Trecho do documento:
"""
Por pura inveja os “Juízes de Israel”, os homens da sociedade, aqueles que representavam a ordem e os antigos e insubstituíveis preceitos de honra da sociedade judaica, convenceram os demais a arrastar a mulher até Jesus. Não. Eles não queriam uma opinião de alguém a quem julgassem digno de tal. Eles queriam coloca-lo em maus lençóis. Pôr o Mestre em uma situação que só tinha desvantagem para si.

Mas, não quero aqui contar a história mais que repetida nos cultos, pregações, estudos, músicas. Não quero falar da pecadora condenada que encontrou em Jesus sua dupla salvação: a vida imediata e a vida eterna. Gostaria de falar sobre os outros, e depois, sobre o outro.

Os outros a que me refiro são aqueles que estão ao nosso redor. Todos os outros. Paulo, repetindo Isaías diz:

- Porque todos pecaram, e destituídos estão da glória de Deus (Rm 3.23).

Todos pecaram. Não há justos. Somos JUSTIFICADOS pela graça de Deus através de Jesus. Qual é a diferença? Ser justo é mérito próprio. Ser justificado é dependência do sacrifício de Cristo.

Todos são diferentes. Não há duas pessoas idênticas no mundo. Em nenhum tempo, jamais, houve duas pessoas idênticas. Duas córneas não são iguais. Duas digitais também não. DNA então, nunca. Mas tem uma coisa que iguala, nivela todos: O pecado. Não adianta sacrifícios, novenas, peregrinações, esmolas, orações, jejuns, correntes, campanhas. Nada apaga o pecado. Nada nos torna justos. A justificação é ação puramente Divina.

Então, o que pensavam aqueles que em meio à multidão acusavam a mulher e carregavam pedras a fim de lhe executar, dando por certo sua condenação? Eram santos? Eram bons? Eram puros? Eu sou? Você é?

Então, diante do fato de que todos somos igualmente pecadores, devemos aceitar naturalmente todo desvio de conduta ou toda atitude desordenada, certo? Errado. Não estou defendendo o pecado, estou tentando mostrar que em um julgamento entre homens, não há superiores. Ser cristão não é estar acima de todos, é estar no meio sem ser igual.
"""
Questões de leitura:
A. Responda com base no trecho sobre a mulher acusada levada a Jesus:
(i) O que os "Juízes de Israel" queriam ao arrastar a mulher até Jesus?
(ii) Qual diferença o trecho aponta entre ser justo e ser justificado?
(iii) O que, segundo o trecho, iguala e nivela todas as pessoas?
B. Reproduza a parte do trecho sobre a mulher acusada levada a Jesus que vai de "Todos são diferentes." a "ação puramente Divina.".
C. Prossiga o trecho sobre a mulher acusada levada a Jesus a partir da última frase apresentada.
Os registros não têm relação com o trecho.

Material fornecido:
"""
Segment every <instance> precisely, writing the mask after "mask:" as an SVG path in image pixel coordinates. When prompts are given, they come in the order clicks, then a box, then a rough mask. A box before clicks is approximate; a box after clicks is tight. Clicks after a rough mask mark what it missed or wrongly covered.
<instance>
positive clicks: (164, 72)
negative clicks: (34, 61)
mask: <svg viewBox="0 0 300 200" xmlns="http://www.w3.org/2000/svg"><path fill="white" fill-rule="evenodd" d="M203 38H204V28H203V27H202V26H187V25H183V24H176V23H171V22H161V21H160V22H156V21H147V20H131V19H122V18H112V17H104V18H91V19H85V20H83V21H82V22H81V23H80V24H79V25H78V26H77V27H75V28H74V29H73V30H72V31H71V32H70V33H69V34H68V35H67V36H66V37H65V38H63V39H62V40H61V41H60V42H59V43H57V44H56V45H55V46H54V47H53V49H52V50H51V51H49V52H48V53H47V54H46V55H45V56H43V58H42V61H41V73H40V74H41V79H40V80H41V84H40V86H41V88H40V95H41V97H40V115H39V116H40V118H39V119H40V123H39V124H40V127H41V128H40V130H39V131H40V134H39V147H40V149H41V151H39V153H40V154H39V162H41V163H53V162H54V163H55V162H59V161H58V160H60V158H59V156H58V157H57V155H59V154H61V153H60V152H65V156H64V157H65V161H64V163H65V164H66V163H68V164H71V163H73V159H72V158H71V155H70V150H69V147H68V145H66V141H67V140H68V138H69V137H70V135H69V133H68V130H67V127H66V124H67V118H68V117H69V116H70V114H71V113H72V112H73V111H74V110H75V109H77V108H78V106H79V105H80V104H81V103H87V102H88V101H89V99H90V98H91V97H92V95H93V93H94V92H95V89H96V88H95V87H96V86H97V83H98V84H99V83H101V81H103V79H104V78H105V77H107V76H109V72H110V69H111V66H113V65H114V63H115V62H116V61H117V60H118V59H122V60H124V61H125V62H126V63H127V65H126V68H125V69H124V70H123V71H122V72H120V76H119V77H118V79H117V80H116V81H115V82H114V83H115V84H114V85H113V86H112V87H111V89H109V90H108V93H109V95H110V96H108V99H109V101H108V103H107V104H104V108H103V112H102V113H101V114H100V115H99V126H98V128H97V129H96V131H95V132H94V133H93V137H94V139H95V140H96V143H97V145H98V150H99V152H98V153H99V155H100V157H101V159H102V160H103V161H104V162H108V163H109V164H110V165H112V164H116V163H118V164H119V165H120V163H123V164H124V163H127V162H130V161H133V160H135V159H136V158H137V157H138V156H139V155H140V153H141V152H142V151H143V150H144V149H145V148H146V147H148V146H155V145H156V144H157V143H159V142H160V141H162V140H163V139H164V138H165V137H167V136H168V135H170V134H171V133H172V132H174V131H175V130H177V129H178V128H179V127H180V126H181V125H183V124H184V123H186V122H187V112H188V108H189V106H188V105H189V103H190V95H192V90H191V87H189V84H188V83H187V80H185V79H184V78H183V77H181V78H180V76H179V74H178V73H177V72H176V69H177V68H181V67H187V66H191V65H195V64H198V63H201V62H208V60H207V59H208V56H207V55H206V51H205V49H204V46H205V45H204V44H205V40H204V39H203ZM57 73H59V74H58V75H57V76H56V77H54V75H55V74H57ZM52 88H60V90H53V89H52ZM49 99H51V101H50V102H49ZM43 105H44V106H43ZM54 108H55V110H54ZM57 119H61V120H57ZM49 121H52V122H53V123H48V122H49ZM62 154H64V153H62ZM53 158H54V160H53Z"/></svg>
"""
Conjunto de respostas:
A.
(i) Queriam colocá-lo em maus lençóis, pondo o Mestre em uma situação que só tinha desvantagem para si.
(ii) Ser justo é mérito próprio. Ser justificado é dependência do sacrifício de Cristo.
(iii) O pecado.

B.
Todos são diferentes. Não há duas pessoas idênticas no mundo. Em nenhum tempo, jamais, houve duas pessoas idênticas. Duas córneas não são iguais. Duas digitais também não. DNA então, nunca. Mas tem uma coisa que iguala, nivela todos: O pecado. Não adianta sacrifícios, novenas, peregrinações, esmolas, orações, jejuns, correntes, campanhas. Nada apaga o pecado. Nada nos torna justos. A justificação é ação puramente Divina.

C.
A mulher adultera tinha seu pecado exposto, mas, no meio daquela multidão, haviam muitos pecadores disfarçados. Seus disfarces caíram diante da pedrada que receberam antes de desferir as suas:

- Quem não tiver pecado, atire a primeira pedra.

Jesus não disse: Ela só será apedrejada se todos estiverem em perfeição. Não. Bastava um. Um só sem pecado. Era uma multidão! Quantos podiam estar ali? 100, 200 pessoas? Ninguém sabe. O que sabemos é que absolutamente todos foram derrubados por uma pedrada certeira de Jesus.

O Senhor disse: Ide e aprendei o que significa: Misericórdia quero e não sacrifício (Mt 9.13a).
Amado, o outro é igual a você. O outro peca como você. O outro chora como você. O outro carece da Graça de Deus tanto quanto você.

Então, guarde a pedra para uma coisa mais importante. Use-a em algo mais edificante. Talvez sua pedra caiba certinho naquele buraco da sua casa. Talvez a pedra sirva bem para decorar um jardim. Mas, certamente, não serve para matar o outro. Não adianta. O pecado não morre com pedradas. Se assim fosse, seria necessária uma saraiva mundial, a fim de matar toda a alma vivente.

Tiremos como exemplo o Dilúvio. A Bíblia diz que Deus enviou o Dilúvio sobre a terra para que fosse extinta toda a alma vivente. Todos morreram. Todos menos uma família separada. Noé era homem justo e temente a Deus, e foi separado para dar um reinício à humanidade a partir de uma semente santa. Teoricamente, os dessedentes de Noé eram puros e santos, mas a prática mostrou outra realidade. O pecado não estava nos ímpios que morreram sob as águas, é um câncer arraigado na natureza humana. Toda natureza humana. Todos os humanos.

Olhe para o outro e entenda, ele foi alvo do maior sacrifício já feito na história da humanidade. Ele é alvo da misericórdia de Deus, e deveria ser também da sua. Não repita o exemplo do servo que, depois de ter um alta dívida perdoada, não admitiu que seu companheiro não lhe pagasse um valor irrisório (Mt. 23-35).

Vamos nos aliar para vencer o único mal verdadeiro, que não é o outro, mas o pecado que está tanto nele e em mim, como também em você.

“Porque a carne cobiça contra o Espírito, e o Espírito contra a carne; e estes opõem-se um ao outro; para que não façais o que quereis. Mas, se sois guiados pelo Espírito, não estais debaixo da lei.” Gl 5.17-18.